ASSIGNMENT: From the records below, print exactly the lines starting at the one containing "positive clicks: (145, 194)" and ending at the one containing "positive clicks: (94, 269)", ends included, and nothing else.

[Stored data entries]
——

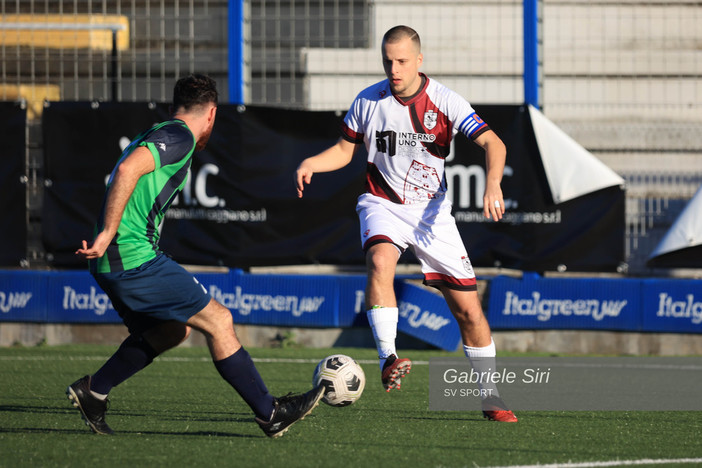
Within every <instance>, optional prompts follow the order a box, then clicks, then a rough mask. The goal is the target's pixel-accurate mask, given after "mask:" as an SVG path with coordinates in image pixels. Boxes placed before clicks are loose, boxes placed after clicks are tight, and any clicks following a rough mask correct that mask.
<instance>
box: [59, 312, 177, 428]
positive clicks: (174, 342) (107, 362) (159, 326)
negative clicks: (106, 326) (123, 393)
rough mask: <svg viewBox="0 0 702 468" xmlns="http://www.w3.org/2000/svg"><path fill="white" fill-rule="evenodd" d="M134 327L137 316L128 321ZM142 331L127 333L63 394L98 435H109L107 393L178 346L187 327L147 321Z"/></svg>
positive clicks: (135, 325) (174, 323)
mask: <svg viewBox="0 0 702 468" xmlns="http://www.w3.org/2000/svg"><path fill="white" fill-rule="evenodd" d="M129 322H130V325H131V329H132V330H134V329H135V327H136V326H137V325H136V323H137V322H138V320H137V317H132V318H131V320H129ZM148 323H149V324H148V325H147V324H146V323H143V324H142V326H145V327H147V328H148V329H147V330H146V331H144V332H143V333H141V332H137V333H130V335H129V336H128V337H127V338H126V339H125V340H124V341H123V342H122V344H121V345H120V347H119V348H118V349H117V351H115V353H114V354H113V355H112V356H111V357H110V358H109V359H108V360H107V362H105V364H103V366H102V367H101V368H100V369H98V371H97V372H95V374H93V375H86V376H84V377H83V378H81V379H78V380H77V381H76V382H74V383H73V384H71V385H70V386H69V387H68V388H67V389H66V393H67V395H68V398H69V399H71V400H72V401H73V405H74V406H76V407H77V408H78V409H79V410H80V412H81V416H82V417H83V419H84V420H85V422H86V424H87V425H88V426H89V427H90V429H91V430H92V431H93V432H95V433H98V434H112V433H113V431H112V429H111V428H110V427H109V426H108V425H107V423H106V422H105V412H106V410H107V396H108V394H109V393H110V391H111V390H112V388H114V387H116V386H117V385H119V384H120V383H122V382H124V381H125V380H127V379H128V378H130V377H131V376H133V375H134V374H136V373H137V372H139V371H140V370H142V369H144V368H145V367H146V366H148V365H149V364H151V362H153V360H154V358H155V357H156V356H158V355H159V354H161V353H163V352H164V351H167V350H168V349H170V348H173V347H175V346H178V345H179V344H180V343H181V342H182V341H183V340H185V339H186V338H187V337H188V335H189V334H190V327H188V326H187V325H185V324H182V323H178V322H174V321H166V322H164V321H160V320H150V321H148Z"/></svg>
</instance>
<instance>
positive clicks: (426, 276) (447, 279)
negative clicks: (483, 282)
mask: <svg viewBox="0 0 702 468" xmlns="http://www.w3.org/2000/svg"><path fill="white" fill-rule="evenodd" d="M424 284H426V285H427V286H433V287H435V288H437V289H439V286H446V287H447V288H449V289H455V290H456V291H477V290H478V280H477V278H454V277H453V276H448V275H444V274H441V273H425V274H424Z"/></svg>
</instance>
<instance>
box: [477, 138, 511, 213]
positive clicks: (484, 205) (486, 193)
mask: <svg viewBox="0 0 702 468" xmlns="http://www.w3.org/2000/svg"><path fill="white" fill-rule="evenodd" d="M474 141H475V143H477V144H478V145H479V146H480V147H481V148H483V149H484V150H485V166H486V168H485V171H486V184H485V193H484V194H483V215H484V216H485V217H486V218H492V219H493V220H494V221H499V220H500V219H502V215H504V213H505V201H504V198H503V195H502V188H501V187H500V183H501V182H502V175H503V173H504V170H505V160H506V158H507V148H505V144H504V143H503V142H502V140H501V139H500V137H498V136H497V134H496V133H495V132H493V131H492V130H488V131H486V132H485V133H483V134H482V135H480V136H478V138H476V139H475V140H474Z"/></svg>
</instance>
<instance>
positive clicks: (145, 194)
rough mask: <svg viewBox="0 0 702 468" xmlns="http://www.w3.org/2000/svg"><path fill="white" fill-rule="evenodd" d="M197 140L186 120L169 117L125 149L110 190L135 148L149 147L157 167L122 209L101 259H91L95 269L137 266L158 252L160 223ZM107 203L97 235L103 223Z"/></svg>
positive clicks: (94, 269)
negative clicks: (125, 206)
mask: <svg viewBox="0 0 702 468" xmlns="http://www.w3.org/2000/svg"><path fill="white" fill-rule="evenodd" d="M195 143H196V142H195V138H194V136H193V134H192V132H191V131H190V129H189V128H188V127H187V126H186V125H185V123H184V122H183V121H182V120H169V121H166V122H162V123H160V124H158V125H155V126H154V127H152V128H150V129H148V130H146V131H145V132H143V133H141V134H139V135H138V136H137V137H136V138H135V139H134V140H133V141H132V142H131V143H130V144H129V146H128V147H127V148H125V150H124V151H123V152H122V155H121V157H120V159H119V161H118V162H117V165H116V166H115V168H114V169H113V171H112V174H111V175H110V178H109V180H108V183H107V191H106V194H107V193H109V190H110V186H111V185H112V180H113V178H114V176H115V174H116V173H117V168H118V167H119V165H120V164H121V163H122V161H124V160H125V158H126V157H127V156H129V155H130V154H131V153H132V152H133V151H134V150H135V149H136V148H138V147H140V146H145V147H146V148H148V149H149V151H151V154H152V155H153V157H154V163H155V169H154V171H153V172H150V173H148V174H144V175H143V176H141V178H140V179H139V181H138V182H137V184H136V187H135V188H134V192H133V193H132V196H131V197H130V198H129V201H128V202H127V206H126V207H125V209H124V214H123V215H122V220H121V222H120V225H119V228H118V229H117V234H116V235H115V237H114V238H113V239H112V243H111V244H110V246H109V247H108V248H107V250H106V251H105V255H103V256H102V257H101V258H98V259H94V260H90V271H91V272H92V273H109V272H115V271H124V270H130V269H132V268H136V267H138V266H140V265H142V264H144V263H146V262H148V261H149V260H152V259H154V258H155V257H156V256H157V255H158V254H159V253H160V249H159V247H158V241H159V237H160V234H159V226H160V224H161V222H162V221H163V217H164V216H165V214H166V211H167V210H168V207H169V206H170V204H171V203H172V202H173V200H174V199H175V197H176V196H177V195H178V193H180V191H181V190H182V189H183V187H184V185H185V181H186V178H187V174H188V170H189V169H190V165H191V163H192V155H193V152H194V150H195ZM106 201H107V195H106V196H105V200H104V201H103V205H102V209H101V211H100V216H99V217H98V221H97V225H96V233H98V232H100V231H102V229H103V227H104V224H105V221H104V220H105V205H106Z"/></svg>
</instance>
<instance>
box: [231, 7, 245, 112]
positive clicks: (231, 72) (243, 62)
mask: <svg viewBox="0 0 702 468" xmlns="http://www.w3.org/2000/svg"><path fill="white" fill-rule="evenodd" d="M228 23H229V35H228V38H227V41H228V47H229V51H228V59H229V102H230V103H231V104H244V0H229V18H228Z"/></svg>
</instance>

——

TASK RESULT:
positive clicks: (145, 194)
rough mask: <svg viewBox="0 0 702 468" xmlns="http://www.w3.org/2000/svg"><path fill="white" fill-rule="evenodd" d="M197 140L186 120L169 117L125 149L110 190L135 148L149 147L157 167L122 209L101 259H91L95 269L137 266L158 252L160 223ZM107 203L97 235L103 223Z"/></svg>
positive clicks: (94, 269)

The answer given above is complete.